__SET PROBLEM__
Rewrite all of the records below, replacing "one point per instance" with "one point for each instance" and leaving everything else unchanged. Omit the pictures from your answer.

-- Begin RECORDS TO USE --

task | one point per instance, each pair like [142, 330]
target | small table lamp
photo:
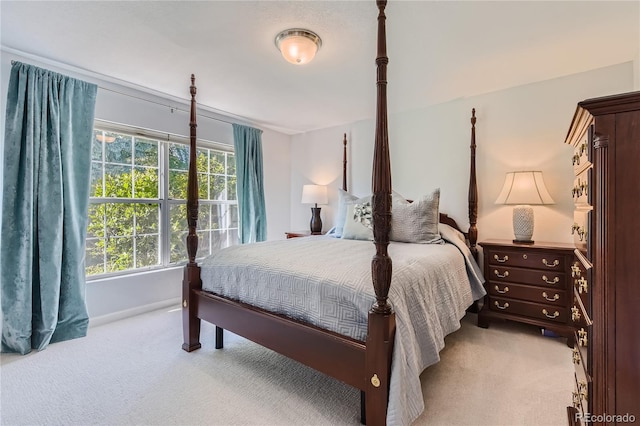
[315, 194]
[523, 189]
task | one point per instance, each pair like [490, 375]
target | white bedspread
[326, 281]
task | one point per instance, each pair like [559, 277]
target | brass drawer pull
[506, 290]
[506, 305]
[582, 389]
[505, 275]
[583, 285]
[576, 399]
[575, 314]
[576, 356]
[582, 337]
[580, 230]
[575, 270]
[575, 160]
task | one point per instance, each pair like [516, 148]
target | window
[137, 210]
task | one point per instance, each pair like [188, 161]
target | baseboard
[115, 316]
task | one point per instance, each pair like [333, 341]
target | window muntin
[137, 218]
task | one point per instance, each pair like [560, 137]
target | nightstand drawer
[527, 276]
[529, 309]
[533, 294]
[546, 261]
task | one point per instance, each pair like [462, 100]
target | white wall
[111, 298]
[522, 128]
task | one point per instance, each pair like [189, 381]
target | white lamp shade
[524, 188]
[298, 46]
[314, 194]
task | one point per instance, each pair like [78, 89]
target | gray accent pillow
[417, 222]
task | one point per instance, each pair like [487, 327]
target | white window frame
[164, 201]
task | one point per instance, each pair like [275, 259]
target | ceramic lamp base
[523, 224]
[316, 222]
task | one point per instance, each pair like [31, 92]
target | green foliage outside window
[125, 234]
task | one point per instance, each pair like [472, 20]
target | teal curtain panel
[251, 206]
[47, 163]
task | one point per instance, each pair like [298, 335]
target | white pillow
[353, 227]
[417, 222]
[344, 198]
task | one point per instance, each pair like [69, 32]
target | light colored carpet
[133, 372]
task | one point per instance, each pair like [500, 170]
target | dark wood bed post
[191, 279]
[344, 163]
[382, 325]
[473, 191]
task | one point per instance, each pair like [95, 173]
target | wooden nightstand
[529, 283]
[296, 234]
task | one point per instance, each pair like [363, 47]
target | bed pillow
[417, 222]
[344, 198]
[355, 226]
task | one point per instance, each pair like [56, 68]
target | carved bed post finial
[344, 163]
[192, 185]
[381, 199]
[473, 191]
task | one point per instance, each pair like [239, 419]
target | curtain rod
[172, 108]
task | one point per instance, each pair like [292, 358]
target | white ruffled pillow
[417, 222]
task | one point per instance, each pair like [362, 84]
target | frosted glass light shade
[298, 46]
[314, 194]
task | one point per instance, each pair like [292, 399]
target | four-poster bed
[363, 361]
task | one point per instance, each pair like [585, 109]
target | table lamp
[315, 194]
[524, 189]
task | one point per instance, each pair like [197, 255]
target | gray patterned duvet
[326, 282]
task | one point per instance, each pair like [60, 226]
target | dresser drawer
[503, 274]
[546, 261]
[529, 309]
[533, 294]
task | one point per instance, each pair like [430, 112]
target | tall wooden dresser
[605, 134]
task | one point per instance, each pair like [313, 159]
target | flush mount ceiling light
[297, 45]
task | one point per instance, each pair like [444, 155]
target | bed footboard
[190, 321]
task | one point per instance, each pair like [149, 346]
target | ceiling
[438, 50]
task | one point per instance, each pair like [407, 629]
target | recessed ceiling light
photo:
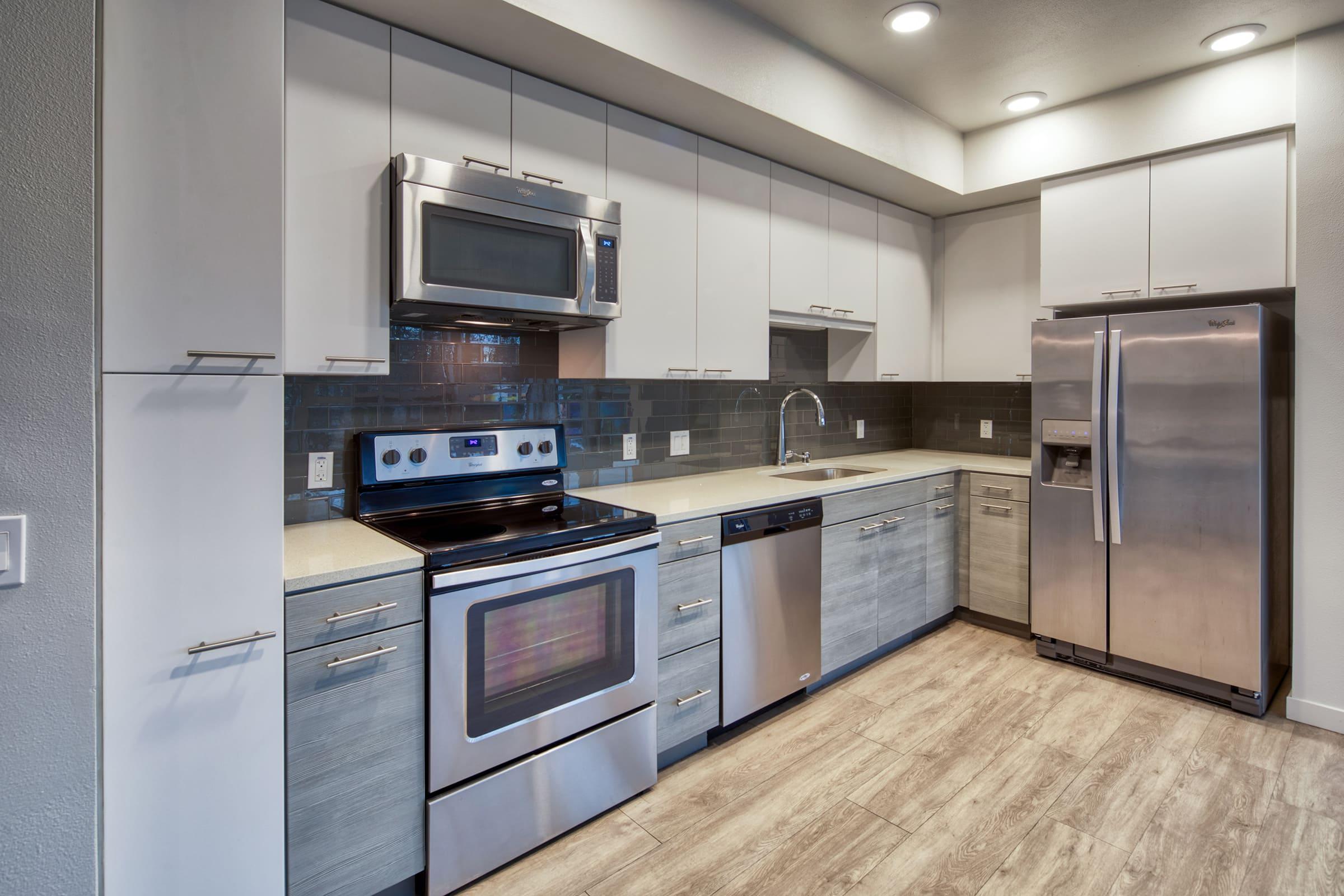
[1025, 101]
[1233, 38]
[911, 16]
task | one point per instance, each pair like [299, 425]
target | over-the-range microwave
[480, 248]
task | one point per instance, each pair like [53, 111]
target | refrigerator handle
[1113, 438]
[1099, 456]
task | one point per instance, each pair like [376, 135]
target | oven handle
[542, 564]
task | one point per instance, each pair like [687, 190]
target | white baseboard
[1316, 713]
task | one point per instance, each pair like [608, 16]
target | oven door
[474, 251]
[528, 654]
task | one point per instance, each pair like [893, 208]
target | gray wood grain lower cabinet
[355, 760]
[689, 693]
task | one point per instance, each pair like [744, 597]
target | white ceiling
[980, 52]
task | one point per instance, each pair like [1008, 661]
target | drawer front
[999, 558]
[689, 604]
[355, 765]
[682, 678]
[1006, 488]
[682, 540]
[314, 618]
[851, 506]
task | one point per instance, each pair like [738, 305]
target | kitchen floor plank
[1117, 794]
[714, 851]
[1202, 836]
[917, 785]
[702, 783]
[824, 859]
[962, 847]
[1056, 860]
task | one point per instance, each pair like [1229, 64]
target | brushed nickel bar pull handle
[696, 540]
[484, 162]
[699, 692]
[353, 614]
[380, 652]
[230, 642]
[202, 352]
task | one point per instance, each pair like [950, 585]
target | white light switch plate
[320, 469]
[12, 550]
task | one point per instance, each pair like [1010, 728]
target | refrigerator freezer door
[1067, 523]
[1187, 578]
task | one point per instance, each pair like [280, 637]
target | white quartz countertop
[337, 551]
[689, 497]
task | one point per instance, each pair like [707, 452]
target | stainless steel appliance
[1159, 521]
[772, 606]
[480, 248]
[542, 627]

-- End RECORDS TO USE --

__EXERCISE ANSWER__
task | one point for each instance, each pair like [142, 330]
target | small table lamp
photo:
[315, 194]
[523, 189]
task | one point for each instance, each pair like [490, 375]
target | white bedspread
[326, 281]
task | one point for each instance, each pair like [559, 277]
target | brass drawer pull
[506, 290]
[506, 305]
[582, 389]
[505, 275]
[583, 285]
[576, 399]
[575, 314]
[576, 356]
[582, 337]
[580, 230]
[575, 270]
[575, 160]
task | one point for each instance, each pair like [516, 148]
target | window
[137, 210]
task | one point for each instance, each pair like [188, 161]
target | baseboard
[115, 316]
task | one point for each instance, each pair like [333, 341]
target | window muntin
[137, 218]
task | one point for each instance, each pair like [560, 137]
target | nightstand drawer
[527, 276]
[529, 309]
[533, 294]
[546, 261]
task | one point for each instance, each pair like [462, 100]
target | white wall
[111, 298]
[522, 128]
task | one point for each instance, each pair like [189, 381]
target | white lamp shade
[524, 188]
[298, 46]
[314, 194]
task | one point for each instance, each pair like [78, 89]
target | gray accent pillow
[417, 222]
task | one point for each instance, each pair like [487, 327]
target | white window frame
[164, 201]
task | one point for each instance, each pair like [275, 259]
target | ceramic lamp base
[523, 224]
[316, 222]
task | one point for each instance, each pair like [31, 92]
target | green foliage outside window
[125, 234]
task | one point for each instance, each pair like [472, 20]
target | teal curtain panel
[251, 206]
[47, 163]
task | one point for each instance, each pair like [298, 335]
target | white pillow
[353, 227]
[417, 222]
[344, 198]
task | one point for each instance, each pair like [69, 32]
target | light colored carpet
[133, 372]
task | one point for each instance, each pair like [500, 170]
target | dark wood bed post
[191, 279]
[344, 163]
[382, 325]
[473, 191]
task | one point for each instance, each pair like [95, 173]
target | wooden nightstand
[529, 283]
[296, 234]
task | one point for each instance, each pair like [363, 47]
target | bed pillow
[417, 222]
[344, 198]
[355, 226]
task | one point for each instance, each pair like [56, 68]
target | carved bed post finial
[344, 163]
[192, 185]
[381, 199]
[473, 191]
task | one point for each instance, each pair like [239, 419]
target | curtain rod
[172, 108]
task | one point for each instance, each pair like [292, 358]
target | white ruffled pillow
[417, 222]
task | one point for each instance, each pair like [362, 84]
target | frosted glass light shade
[298, 46]
[314, 194]
task | one point for each instance, each pair like [292, 399]
target | four-poster bed
[363, 361]
task | one point for each instance, each pair like [585, 109]
target | table lamp
[315, 194]
[524, 189]
task | one point for each instance, each pair like [197, 255]
target | gray patterned duvet
[326, 282]
task | one point for each instance, each pair like [60, 226]
target | dresser drawer
[503, 274]
[546, 261]
[529, 309]
[533, 294]
task | one point for each instance, each pair like [430, 112]
target | tall wooden dresser
[605, 134]
task | one point for each instance, each pair like [313, 159]
target | flush mount ceiling light
[297, 45]
task | one point for each instance, each pair like [444, 155]
target | bed footboard
[190, 321]
task | one point for each instance, each pair like [149, 346]
target | ceiling
[438, 50]
task | one point for each instance, each pair like [407, 629]
target | recessed ceiling light
photo:
[1025, 101]
[1233, 38]
[911, 16]
task | one point for each instance, each pair like [299, 425]
target | over-the-range microwave
[480, 248]
task | one point for each instance, each pair like [53, 111]
target | refrigerator handle
[1113, 438]
[1099, 456]
task | one point for each instance, each pair like [376, 135]
target | oven handle
[542, 564]
task | one point for each instance, each pair like [687, 190]
target | white baseboard
[1316, 713]
task | one point for each instance, each pair like [608, 16]
target | oven door
[474, 251]
[528, 654]
task | one point for each instance, each pair like [893, 208]
target | gray wood grain lower cabinet
[355, 760]
[689, 693]
task | one point for each instance, each pair like [744, 597]
target | white ceiling
[980, 52]
task | one point for each instance, each pair like [1008, 661]
target | drawer front
[999, 558]
[689, 604]
[355, 765]
[682, 678]
[1006, 488]
[682, 540]
[314, 618]
[851, 506]
task | one point for each instance, each pair like [738, 305]
target | kitchen floor plank
[1117, 794]
[714, 851]
[1202, 836]
[917, 785]
[702, 783]
[824, 859]
[962, 847]
[1056, 860]
task | one point for each instance, each pair like [1229, 64]
target | brushed nickel bar pull handle
[696, 540]
[484, 162]
[699, 692]
[353, 614]
[380, 652]
[230, 642]
[202, 352]
task | one point for each instance, each pair like [950, 585]
target | white light switch plate
[320, 469]
[12, 550]
task | one point for each instance, each pair like [1010, 728]
target | refrigerator freezer door
[1067, 523]
[1187, 578]
task | one point for each instance, each pair like [280, 637]
target | white quartz countertop
[337, 551]
[689, 497]
task | one point for each instance, each pair like [707, 452]
target | stainless steel appliance
[1159, 521]
[772, 606]
[480, 248]
[542, 627]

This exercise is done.